Natural language region descriptions:
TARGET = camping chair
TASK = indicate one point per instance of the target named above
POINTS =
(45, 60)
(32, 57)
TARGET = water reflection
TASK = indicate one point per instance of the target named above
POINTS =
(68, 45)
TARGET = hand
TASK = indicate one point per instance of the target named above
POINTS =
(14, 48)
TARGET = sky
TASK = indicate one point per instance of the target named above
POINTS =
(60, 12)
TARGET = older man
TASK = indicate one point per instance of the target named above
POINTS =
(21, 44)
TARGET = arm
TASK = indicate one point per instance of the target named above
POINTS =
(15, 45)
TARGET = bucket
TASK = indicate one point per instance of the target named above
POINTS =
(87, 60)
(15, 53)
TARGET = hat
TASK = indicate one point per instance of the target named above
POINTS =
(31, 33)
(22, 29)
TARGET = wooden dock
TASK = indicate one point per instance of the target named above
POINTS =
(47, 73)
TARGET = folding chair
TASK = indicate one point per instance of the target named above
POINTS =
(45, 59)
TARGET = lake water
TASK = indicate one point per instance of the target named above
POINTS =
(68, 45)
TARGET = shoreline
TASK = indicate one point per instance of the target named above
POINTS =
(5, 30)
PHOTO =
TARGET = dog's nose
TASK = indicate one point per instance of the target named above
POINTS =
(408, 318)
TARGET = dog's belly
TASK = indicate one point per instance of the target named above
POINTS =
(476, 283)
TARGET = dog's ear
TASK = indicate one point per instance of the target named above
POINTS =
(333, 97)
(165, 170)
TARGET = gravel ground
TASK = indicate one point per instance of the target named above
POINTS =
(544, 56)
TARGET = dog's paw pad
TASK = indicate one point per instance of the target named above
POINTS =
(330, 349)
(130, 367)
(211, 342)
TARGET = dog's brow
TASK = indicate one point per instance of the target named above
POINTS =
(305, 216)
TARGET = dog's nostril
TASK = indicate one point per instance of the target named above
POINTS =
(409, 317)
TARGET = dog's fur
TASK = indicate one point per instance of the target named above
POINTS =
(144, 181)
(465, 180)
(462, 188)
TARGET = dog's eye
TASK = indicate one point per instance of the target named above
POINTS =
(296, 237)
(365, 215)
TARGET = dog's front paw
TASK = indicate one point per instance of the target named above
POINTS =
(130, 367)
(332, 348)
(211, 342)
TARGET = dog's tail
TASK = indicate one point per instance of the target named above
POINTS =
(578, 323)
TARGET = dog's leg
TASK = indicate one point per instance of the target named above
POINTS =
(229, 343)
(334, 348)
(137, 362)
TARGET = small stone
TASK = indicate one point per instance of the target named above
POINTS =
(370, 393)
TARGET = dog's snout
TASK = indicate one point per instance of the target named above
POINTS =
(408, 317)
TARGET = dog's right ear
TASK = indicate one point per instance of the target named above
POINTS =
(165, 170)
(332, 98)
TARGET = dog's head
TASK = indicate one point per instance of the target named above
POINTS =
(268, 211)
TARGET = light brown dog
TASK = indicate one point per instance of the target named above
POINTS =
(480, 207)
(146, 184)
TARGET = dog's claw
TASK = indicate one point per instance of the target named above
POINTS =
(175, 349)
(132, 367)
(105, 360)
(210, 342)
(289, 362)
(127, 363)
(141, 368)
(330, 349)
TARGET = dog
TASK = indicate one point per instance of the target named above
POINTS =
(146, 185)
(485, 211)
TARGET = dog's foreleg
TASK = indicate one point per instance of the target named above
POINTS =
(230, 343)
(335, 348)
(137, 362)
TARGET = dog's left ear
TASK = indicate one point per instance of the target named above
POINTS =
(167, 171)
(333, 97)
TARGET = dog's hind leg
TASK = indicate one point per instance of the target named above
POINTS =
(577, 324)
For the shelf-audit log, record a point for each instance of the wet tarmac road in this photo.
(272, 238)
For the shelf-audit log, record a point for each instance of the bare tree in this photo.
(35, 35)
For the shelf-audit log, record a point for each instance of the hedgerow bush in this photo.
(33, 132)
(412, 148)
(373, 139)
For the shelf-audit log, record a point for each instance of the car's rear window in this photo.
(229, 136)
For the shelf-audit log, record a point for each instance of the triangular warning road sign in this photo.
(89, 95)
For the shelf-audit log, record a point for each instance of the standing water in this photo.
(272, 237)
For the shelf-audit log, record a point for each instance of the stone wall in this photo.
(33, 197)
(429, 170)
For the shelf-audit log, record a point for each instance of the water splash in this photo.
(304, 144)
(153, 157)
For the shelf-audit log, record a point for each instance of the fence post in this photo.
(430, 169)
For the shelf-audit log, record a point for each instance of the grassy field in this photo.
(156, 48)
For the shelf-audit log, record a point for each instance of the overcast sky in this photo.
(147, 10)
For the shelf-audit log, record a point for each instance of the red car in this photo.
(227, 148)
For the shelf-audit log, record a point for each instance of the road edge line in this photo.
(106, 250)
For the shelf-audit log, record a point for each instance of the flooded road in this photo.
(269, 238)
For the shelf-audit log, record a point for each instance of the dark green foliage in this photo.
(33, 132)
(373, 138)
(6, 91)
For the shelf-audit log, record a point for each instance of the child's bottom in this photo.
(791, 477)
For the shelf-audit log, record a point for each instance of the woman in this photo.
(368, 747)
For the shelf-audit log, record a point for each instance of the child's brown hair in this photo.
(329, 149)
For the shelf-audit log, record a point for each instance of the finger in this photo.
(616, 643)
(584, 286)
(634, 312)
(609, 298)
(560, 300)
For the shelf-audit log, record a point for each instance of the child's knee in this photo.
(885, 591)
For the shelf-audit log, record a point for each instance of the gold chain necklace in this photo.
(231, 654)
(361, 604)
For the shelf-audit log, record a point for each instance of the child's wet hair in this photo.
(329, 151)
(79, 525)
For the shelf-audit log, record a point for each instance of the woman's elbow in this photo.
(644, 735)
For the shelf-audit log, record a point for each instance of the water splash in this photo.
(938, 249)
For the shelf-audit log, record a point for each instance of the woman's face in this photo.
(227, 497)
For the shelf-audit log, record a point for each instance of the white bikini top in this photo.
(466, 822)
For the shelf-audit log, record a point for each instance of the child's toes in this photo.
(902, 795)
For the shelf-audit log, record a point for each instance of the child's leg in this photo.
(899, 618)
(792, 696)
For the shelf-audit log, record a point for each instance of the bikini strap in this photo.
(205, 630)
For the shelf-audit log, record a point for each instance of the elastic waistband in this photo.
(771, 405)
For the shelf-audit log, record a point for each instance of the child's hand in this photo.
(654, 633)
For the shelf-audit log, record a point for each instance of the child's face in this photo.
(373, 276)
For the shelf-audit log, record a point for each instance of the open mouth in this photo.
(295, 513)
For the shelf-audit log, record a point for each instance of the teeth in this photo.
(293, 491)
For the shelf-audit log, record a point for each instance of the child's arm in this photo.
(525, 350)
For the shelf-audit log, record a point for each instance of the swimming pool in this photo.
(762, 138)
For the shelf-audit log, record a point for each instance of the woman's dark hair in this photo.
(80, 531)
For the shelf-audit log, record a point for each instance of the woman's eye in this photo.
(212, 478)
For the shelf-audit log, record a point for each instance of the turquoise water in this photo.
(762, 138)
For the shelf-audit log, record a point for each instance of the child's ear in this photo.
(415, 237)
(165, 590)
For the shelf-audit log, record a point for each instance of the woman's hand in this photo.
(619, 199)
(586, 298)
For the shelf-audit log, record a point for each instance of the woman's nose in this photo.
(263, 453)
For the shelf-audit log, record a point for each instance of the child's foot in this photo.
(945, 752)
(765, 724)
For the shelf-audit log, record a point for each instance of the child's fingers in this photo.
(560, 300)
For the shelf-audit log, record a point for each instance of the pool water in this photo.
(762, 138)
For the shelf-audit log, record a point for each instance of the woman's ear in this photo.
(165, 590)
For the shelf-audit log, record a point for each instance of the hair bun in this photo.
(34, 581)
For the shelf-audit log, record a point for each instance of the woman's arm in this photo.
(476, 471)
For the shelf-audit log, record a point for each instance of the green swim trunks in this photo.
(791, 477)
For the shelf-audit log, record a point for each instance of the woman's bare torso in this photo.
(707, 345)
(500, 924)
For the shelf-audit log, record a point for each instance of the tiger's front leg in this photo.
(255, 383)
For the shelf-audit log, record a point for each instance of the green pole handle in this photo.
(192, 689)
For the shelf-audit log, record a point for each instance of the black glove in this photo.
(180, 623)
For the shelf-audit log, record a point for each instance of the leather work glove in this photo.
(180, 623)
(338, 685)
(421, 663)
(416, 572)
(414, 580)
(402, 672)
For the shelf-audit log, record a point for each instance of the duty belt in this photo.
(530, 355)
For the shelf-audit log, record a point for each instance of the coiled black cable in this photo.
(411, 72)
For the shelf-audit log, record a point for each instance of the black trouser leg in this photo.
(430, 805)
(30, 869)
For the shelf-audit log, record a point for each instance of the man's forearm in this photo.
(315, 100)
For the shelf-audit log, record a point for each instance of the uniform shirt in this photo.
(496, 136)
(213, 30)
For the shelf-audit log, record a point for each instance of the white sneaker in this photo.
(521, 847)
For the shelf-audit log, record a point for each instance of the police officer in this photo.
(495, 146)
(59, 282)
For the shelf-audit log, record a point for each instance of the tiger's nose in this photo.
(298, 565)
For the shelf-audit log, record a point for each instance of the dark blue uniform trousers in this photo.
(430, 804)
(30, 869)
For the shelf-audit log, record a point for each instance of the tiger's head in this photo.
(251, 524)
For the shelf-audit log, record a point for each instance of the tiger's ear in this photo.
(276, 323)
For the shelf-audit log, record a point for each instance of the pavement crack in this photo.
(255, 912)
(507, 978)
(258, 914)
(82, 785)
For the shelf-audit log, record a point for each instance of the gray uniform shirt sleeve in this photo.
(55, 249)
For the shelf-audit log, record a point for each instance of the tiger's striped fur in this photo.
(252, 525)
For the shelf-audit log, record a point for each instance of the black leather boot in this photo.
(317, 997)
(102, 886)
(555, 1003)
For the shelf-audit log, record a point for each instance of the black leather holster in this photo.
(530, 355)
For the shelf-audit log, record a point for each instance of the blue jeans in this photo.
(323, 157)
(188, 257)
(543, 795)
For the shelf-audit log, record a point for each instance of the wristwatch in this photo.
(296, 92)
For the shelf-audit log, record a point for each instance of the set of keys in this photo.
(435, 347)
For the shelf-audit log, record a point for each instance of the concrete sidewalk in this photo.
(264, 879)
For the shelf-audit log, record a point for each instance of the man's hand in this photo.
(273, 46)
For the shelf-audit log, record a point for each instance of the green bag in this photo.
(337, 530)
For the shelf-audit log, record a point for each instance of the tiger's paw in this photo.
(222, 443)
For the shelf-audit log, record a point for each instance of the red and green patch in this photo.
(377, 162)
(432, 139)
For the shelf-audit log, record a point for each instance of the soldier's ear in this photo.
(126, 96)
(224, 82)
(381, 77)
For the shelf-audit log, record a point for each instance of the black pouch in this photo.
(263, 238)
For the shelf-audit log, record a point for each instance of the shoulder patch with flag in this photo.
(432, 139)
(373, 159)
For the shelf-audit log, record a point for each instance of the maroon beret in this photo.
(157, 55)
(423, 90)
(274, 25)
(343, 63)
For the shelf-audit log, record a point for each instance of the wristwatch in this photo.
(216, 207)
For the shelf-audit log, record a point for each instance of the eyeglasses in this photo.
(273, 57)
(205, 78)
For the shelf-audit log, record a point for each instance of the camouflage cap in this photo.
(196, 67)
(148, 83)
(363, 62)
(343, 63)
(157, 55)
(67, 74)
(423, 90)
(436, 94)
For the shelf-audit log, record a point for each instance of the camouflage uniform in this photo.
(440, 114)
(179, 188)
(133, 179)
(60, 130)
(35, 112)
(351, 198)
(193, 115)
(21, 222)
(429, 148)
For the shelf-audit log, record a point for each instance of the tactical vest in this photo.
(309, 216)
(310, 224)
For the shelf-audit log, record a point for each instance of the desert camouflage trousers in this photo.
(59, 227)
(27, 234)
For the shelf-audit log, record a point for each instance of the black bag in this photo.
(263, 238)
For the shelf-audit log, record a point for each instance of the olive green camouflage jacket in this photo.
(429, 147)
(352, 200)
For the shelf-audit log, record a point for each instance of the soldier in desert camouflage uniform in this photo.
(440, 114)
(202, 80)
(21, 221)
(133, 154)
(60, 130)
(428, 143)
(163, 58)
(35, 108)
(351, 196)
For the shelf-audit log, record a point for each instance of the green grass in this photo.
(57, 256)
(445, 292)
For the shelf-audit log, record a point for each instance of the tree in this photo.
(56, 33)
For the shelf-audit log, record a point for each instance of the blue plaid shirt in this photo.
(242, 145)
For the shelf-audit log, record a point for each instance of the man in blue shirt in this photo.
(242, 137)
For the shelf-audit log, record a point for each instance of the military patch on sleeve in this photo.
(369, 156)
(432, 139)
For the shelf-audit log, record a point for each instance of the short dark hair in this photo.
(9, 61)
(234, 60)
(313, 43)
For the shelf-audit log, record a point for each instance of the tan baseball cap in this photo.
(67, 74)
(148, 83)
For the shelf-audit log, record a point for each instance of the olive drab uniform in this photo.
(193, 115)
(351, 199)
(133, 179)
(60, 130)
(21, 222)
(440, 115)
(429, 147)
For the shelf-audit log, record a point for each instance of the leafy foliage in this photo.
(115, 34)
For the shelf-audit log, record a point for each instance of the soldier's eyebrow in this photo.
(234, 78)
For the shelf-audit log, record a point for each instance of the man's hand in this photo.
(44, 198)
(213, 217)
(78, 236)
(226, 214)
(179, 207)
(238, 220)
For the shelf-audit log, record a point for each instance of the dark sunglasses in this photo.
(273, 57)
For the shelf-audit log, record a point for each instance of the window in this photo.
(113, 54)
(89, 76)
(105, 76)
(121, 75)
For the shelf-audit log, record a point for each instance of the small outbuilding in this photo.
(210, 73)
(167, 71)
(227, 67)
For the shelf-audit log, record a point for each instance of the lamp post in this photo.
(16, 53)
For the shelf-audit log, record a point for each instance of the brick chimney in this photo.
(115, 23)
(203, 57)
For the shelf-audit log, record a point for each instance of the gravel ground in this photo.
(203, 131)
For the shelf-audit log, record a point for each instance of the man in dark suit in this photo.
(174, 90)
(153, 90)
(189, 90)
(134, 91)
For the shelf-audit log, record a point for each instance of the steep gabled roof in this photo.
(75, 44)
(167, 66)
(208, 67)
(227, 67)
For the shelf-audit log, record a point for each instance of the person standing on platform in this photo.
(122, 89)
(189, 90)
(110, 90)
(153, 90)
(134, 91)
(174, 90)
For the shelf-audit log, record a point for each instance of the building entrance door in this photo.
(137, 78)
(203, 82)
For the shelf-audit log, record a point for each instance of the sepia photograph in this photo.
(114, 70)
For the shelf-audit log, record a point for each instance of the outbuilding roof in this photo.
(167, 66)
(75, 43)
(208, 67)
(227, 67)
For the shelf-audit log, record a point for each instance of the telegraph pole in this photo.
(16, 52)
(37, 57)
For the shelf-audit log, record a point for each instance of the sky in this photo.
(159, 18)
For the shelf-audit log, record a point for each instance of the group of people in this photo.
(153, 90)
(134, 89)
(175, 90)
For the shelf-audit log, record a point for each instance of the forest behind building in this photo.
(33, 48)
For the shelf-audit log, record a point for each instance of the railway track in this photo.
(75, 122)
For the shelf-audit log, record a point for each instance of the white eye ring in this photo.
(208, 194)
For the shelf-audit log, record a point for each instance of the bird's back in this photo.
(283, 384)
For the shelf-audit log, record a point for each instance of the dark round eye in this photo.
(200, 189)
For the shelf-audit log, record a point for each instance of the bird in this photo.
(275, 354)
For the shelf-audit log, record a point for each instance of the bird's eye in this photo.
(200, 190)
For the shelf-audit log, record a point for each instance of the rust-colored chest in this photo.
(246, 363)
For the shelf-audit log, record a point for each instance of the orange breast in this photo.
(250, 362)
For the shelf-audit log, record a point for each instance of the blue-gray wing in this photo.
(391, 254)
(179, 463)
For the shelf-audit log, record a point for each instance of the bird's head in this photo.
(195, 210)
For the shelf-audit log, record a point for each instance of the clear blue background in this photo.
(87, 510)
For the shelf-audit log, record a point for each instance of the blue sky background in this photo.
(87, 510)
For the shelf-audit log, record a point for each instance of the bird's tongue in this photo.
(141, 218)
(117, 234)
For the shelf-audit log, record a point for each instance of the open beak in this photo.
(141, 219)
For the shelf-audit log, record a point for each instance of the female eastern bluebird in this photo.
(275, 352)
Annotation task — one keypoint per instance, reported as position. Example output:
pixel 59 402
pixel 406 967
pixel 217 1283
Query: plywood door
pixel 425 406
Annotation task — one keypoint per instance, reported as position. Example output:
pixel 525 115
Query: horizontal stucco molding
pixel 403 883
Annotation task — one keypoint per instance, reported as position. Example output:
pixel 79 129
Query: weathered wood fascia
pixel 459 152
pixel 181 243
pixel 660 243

### What is expected:
Only those lines of the entries above that run from the line containing "TARGET = hand" to the line containing "TARGET = arm", both included, should be transcribed exactly.

### Written response:
TARGET = hand
TASK = indicate one point per instance of the target named above
POINTS =
(14, 48)
TARGET = sky
TASK = indicate one point per instance of the target named above
POINTS =
(60, 12)
TARGET = older man
TASK = indicate one point per instance of the target named above
POINTS =
(21, 44)
TARGET = arm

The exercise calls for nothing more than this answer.